» **What is needed**
Starting at the line containing "put a marker on the power line" and ending at the last line of the material, rewrite those lines as a JSON list of strings, one string per line, with blank lines left out.
⁂
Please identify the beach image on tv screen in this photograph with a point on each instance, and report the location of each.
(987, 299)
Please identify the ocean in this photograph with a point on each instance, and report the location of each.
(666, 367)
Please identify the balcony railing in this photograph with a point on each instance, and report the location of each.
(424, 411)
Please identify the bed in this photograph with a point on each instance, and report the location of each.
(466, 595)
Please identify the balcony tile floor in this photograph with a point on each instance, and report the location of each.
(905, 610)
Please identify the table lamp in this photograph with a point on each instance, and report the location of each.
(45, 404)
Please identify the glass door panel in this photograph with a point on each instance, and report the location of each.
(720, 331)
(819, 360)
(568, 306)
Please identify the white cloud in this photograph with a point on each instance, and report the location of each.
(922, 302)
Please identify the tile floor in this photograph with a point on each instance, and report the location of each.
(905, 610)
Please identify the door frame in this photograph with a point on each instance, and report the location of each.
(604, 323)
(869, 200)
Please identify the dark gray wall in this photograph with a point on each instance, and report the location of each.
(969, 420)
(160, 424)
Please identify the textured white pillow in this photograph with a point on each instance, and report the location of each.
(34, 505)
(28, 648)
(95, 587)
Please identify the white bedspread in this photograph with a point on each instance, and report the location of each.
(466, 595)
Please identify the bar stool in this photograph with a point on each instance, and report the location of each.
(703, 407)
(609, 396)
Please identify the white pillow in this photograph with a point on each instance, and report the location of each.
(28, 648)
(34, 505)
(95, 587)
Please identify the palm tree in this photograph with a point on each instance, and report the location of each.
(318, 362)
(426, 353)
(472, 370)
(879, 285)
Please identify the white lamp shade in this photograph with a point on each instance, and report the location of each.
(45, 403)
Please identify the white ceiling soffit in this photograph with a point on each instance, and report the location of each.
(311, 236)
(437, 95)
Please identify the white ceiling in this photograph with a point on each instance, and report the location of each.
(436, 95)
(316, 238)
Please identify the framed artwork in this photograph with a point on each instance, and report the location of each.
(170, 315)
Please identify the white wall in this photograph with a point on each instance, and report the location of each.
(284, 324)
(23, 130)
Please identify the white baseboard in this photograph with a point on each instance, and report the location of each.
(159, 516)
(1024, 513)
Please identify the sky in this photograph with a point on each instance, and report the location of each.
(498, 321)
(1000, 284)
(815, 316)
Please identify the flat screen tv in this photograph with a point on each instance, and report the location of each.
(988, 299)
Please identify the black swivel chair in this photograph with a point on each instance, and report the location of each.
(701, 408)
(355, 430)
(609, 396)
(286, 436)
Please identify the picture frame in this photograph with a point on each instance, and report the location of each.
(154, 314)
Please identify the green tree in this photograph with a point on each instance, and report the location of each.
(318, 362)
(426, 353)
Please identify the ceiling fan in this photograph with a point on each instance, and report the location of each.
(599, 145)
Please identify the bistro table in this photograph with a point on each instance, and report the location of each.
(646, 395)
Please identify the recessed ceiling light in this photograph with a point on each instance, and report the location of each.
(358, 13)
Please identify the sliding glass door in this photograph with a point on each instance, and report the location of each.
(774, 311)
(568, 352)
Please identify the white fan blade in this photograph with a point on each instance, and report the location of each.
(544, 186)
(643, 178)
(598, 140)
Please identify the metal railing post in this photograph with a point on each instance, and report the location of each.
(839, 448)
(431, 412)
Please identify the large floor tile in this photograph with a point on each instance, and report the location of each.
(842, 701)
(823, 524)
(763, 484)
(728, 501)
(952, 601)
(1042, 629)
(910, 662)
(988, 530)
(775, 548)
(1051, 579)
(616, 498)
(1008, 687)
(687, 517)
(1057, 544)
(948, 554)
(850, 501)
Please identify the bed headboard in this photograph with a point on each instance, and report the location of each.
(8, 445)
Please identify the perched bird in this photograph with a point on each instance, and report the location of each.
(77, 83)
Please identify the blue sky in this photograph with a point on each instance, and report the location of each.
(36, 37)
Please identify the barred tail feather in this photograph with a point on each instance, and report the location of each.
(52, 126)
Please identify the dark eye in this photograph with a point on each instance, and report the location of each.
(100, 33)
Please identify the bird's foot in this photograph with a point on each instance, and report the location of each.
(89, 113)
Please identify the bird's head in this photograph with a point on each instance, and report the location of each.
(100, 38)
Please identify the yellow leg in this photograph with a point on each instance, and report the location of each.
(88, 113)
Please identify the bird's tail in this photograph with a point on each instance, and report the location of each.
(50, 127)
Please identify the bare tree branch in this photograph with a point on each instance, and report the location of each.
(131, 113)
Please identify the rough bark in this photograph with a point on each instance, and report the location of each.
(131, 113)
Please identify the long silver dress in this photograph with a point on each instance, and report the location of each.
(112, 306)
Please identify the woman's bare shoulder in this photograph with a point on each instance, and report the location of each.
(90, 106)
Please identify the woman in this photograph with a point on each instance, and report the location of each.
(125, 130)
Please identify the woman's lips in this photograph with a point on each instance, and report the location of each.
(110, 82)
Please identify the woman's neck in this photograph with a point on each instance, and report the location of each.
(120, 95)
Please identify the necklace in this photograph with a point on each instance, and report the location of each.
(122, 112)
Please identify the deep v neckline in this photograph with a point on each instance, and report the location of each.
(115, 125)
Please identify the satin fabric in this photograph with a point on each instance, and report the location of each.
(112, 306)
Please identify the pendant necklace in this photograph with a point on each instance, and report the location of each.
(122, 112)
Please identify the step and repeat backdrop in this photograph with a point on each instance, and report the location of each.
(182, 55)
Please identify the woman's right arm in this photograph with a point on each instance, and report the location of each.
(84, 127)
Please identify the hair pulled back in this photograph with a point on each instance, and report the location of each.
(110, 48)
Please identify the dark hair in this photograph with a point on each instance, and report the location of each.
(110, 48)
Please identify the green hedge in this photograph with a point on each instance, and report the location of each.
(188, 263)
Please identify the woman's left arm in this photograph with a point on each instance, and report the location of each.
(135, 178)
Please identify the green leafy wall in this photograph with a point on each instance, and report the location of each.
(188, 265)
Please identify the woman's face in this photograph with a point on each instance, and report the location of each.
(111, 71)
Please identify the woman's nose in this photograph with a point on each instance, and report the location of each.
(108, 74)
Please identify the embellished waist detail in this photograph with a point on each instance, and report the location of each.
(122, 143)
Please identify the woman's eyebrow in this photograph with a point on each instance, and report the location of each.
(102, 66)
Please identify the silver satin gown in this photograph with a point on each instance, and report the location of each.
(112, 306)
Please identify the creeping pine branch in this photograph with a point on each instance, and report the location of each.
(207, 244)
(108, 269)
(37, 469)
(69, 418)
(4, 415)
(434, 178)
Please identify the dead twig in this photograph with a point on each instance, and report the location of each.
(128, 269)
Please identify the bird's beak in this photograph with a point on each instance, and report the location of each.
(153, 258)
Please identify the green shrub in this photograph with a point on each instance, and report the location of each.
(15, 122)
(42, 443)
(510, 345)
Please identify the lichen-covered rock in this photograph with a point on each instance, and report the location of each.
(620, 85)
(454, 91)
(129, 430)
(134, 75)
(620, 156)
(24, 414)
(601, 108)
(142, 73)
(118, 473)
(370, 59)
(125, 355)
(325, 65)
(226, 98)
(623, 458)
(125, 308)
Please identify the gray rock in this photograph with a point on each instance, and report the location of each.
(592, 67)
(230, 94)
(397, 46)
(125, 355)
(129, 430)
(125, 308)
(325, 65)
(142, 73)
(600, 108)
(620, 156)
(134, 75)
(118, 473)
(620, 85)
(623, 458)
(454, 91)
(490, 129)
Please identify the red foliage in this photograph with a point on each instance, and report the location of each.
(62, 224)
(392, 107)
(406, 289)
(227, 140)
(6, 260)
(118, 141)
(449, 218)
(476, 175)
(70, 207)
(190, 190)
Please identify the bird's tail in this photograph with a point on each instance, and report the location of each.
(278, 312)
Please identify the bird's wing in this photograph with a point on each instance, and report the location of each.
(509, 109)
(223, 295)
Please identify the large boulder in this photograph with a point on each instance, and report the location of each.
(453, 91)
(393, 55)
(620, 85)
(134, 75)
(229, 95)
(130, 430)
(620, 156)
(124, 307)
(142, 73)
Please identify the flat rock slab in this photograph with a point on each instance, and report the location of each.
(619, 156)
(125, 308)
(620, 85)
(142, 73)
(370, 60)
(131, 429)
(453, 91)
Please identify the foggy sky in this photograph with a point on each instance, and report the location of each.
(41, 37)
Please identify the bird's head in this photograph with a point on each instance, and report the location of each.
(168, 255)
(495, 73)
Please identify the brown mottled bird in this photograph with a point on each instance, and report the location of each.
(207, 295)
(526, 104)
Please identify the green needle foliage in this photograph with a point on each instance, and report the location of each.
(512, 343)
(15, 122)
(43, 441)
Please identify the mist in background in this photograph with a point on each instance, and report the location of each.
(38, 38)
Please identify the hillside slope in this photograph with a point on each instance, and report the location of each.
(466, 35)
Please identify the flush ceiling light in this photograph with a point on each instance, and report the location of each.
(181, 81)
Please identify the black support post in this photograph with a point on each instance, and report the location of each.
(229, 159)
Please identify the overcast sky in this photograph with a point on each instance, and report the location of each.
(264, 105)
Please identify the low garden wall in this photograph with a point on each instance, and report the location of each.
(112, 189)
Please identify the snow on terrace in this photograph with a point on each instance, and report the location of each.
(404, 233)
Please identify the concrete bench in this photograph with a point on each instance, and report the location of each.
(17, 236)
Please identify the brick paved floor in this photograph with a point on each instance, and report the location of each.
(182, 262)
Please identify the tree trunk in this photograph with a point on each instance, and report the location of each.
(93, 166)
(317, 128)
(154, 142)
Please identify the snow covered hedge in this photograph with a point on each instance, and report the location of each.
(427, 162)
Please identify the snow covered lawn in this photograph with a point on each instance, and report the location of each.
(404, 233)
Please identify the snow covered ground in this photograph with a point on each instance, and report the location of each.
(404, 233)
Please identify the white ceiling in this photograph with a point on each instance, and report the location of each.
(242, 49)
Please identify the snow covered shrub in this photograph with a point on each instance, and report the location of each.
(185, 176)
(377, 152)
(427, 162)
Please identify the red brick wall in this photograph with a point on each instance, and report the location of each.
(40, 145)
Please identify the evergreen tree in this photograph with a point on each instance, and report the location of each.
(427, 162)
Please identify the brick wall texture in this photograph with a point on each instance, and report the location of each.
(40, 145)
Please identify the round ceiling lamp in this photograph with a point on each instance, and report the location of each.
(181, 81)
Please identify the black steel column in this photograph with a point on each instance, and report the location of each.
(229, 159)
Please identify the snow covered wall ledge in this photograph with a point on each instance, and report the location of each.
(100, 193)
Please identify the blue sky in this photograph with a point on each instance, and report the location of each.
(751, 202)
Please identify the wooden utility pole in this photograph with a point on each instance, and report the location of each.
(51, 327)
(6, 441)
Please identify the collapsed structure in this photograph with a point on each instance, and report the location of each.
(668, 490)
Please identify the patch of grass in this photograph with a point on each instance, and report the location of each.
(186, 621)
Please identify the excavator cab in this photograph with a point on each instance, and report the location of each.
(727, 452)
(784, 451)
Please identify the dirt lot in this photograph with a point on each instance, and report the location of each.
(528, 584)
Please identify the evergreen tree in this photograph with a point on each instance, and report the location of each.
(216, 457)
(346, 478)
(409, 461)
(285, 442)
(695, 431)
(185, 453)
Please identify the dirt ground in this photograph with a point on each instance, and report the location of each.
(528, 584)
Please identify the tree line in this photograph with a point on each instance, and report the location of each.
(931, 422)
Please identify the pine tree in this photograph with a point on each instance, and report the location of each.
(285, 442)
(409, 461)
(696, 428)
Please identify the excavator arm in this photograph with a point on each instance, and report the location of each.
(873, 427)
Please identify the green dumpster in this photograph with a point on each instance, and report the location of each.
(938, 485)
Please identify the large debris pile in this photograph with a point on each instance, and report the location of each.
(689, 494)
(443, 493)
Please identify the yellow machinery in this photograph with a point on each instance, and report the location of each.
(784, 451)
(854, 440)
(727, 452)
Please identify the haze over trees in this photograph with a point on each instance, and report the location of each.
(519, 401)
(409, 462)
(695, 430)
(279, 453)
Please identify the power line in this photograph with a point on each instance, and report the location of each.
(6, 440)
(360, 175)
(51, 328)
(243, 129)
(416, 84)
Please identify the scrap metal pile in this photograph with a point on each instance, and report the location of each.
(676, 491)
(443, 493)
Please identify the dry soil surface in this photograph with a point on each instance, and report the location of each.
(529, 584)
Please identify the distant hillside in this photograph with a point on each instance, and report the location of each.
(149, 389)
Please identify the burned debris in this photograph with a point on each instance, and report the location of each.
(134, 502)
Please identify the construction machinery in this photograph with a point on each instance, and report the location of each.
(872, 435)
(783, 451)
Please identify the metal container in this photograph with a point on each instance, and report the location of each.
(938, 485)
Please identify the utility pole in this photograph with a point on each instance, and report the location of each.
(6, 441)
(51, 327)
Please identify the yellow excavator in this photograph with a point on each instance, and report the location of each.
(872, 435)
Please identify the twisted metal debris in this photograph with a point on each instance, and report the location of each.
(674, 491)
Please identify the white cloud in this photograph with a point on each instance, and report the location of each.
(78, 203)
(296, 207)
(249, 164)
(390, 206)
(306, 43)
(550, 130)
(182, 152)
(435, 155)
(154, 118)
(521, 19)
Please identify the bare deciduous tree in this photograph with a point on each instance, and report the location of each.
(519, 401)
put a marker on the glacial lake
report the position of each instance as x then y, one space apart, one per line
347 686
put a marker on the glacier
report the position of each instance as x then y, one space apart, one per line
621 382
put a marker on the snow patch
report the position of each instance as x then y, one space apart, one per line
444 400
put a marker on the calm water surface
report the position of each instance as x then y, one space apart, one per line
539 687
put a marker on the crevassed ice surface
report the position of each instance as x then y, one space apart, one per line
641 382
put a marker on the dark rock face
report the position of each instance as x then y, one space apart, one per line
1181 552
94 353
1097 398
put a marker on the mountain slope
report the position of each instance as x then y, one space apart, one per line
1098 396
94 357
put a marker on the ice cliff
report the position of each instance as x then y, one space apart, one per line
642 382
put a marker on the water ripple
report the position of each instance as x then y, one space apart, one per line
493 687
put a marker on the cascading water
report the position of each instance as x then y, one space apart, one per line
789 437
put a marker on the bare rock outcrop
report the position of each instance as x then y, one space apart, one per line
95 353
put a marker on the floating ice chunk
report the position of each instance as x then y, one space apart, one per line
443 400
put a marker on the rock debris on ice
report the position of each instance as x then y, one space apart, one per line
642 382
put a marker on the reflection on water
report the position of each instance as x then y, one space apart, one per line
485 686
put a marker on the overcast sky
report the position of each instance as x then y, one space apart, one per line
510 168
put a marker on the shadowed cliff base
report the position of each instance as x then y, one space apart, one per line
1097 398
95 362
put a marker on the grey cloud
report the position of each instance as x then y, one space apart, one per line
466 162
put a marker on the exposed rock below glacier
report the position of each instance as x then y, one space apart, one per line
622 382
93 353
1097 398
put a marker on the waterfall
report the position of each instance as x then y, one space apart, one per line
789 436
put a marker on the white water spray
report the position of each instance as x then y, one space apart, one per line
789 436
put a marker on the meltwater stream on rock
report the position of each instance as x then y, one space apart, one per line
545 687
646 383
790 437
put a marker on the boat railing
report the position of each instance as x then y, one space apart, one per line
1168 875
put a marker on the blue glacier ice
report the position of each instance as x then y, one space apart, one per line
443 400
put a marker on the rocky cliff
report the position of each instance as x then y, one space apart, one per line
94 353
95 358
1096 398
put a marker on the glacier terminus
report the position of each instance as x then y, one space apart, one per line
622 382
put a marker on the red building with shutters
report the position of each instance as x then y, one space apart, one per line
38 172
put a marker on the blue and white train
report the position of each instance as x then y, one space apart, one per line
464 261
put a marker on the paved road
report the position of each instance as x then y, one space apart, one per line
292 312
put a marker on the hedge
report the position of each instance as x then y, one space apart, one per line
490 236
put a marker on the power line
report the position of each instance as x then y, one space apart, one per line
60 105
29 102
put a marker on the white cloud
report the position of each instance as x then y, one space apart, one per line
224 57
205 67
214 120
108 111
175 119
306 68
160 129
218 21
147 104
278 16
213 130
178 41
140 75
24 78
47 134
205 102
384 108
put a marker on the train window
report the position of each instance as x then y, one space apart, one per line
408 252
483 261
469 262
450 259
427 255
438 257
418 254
⁂
» **Complete answer**
[
  "put a marker on the power line",
  "report the position of each instance as x then y, one space apart, one per line",
  "60 105",
  "29 102",
  "put a marker on the white cloud",
  "report the position of each instance as x then y, one space apart, one per line",
  "224 57",
  "205 67",
  "214 120",
  "108 111",
  "175 119",
  "306 68",
  "160 129",
  "218 21",
  "147 104",
  "278 16",
  "213 130",
  "178 41",
  "140 75",
  "24 78",
  "47 134",
  "205 102",
  "384 108",
  "put a marker on the train window",
  "report the position of each instance as x then y, one space apart, one per line",
  "408 252",
  "483 261",
  "469 262",
  "450 259",
  "427 255",
  "438 257",
  "418 254"
]